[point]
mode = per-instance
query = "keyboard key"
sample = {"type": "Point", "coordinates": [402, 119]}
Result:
--
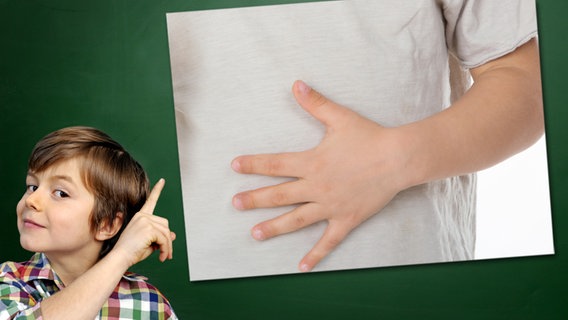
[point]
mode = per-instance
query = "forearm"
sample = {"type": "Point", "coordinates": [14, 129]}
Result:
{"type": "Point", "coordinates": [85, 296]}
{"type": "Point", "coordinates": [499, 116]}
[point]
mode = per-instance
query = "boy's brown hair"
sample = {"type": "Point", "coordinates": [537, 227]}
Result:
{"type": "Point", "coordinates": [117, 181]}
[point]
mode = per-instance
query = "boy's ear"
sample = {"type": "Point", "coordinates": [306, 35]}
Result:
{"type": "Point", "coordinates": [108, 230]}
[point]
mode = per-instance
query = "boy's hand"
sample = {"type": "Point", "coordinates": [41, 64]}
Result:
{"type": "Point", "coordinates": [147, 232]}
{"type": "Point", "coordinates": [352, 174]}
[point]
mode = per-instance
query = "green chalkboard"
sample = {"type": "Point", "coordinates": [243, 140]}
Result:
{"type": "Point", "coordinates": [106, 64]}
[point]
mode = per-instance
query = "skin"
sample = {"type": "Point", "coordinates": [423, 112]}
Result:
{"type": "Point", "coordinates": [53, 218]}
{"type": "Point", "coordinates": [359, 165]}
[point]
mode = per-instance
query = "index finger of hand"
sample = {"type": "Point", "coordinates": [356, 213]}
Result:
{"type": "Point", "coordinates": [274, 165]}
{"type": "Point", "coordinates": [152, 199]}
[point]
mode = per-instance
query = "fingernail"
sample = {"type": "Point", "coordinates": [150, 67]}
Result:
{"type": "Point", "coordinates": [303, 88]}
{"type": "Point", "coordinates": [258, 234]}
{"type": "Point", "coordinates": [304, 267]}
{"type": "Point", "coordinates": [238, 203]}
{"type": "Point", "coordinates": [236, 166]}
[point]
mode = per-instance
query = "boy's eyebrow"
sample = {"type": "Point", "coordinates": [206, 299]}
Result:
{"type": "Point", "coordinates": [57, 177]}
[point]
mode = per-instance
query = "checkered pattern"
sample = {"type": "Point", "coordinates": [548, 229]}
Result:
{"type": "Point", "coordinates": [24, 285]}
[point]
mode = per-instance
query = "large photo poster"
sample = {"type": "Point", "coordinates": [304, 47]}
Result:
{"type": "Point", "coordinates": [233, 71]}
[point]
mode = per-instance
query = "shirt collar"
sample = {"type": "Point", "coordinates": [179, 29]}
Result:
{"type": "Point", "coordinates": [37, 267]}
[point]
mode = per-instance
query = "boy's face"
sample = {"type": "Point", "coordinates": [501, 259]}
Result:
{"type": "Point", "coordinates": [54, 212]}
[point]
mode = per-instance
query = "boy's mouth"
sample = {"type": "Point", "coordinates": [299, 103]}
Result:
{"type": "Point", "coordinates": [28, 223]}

#### [The task]
List every line from the items above that contains the string "hand". Case counts.

#### [Response to the exercise]
query = "boy's hand"
query = "index finger of hand"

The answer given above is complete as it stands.